Copy exactly the stretch of data below from the line with "-- sample [240,178]." through the line with "-- sample [430,295].", including both of those lines.

*** Block opens ***

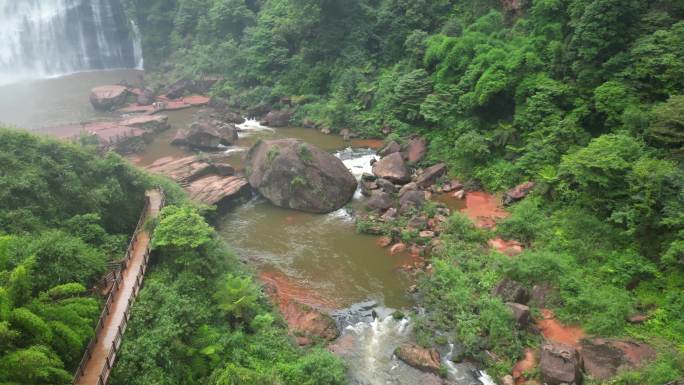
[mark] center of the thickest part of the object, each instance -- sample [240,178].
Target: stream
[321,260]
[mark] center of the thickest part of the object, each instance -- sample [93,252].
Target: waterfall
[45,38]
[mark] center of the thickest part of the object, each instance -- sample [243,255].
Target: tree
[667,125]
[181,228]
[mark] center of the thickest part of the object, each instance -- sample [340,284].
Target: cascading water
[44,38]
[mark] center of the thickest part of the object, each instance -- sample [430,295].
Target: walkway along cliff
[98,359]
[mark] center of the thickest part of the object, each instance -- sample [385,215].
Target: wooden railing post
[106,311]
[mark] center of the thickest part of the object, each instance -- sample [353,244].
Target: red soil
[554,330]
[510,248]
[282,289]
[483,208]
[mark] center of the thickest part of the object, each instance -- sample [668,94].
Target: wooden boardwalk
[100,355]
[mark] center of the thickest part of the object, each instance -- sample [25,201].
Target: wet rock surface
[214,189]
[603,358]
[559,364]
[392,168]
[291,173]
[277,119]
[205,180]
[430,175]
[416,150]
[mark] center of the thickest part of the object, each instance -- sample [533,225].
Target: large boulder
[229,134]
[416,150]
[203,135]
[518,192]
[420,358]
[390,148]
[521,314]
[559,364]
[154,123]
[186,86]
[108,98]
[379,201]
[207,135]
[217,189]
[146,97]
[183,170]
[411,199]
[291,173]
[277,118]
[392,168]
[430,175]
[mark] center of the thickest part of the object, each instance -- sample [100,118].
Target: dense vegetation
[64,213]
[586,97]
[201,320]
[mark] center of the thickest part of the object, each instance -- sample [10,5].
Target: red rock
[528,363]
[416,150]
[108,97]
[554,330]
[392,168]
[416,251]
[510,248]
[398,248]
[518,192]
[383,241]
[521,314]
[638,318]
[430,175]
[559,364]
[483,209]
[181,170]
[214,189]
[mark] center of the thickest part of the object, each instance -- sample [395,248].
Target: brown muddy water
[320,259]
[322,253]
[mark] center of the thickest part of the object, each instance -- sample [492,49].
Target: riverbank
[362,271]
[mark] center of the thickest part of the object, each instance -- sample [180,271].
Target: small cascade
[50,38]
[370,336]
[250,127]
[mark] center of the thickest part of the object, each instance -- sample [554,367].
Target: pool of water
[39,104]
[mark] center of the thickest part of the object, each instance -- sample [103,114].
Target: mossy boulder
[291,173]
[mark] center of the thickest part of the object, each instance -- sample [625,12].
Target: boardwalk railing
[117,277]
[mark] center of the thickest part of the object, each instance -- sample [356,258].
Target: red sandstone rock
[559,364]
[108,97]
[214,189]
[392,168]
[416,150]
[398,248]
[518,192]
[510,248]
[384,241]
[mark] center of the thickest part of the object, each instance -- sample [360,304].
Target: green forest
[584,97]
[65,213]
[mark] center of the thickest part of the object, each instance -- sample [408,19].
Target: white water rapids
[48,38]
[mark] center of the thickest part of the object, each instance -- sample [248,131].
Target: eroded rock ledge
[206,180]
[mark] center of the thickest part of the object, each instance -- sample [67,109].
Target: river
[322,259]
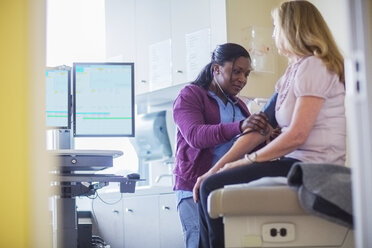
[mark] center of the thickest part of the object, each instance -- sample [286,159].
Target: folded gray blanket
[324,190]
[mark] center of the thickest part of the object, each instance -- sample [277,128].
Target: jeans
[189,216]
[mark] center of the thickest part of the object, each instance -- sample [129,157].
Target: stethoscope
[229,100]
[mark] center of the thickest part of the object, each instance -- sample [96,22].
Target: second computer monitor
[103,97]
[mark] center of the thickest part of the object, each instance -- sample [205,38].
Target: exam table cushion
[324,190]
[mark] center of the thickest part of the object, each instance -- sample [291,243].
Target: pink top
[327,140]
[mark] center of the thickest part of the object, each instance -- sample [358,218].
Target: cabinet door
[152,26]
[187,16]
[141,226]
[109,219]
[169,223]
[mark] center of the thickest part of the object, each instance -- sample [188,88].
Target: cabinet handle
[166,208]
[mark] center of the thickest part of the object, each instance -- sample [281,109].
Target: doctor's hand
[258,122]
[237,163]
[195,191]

*** Block closes ***
*** Block opens ***

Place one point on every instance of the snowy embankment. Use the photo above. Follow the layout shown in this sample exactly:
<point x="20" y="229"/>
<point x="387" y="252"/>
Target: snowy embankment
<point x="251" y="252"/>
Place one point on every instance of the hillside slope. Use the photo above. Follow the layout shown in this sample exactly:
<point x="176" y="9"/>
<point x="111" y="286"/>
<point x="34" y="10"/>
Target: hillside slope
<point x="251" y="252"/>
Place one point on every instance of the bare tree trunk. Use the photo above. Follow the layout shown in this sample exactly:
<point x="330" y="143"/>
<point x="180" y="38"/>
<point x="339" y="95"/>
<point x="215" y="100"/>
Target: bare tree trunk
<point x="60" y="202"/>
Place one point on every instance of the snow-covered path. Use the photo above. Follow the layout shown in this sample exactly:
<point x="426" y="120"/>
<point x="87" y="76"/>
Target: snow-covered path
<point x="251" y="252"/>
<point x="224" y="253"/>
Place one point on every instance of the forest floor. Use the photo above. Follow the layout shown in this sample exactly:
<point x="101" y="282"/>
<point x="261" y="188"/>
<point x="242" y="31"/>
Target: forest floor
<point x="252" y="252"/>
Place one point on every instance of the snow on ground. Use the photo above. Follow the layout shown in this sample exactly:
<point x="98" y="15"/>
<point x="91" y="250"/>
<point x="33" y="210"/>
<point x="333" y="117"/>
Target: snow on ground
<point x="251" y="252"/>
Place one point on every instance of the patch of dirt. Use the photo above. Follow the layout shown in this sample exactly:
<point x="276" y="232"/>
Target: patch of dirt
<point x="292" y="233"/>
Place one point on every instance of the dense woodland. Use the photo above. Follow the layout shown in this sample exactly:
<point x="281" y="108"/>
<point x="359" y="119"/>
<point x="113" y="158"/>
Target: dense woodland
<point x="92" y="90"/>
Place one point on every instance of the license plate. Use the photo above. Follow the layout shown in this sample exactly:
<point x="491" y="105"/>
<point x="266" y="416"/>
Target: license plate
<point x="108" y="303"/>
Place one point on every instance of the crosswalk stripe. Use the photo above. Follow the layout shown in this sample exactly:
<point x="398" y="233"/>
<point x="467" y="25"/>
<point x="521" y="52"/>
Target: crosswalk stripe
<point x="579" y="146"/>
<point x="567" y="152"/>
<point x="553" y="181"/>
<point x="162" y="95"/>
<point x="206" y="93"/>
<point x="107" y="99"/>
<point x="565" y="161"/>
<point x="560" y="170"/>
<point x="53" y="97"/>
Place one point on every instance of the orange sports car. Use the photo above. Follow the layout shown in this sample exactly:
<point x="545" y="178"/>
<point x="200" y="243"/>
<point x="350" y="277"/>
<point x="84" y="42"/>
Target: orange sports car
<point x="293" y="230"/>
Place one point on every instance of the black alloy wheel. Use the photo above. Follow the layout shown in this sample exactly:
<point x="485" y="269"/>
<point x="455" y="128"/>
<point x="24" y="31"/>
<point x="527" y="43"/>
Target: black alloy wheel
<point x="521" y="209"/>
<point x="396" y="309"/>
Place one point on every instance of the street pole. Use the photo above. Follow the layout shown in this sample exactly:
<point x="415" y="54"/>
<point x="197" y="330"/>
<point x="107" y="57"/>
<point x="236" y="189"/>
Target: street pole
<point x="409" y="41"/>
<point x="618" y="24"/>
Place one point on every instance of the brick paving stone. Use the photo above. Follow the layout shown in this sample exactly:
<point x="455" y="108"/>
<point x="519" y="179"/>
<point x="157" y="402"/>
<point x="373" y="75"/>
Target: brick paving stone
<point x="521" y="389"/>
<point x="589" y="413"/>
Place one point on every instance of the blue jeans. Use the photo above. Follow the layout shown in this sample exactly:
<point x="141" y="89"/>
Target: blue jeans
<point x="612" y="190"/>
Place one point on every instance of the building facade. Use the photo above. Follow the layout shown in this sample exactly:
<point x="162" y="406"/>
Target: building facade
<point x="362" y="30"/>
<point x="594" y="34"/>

*** Block closes ***

[EXERCISE ANSWER]
[mark] center of the thickest part of the object, each instance -- sample [240,178].
Target: stream
[321,260]
[mark] center of the thickest part of the object, each instance -- sample [93,252].
Target: waterfall
[45,38]
[mark] center of the thickest part of the object, each instance -- sample [243,255].
Target: tree
[667,125]
[181,228]
[mark] center of the thickest part of the object, each instance -- sample [340,284].
Target: cascading water
[44,38]
[mark] center of the thickest part of the object, each instance -- sample [430,295].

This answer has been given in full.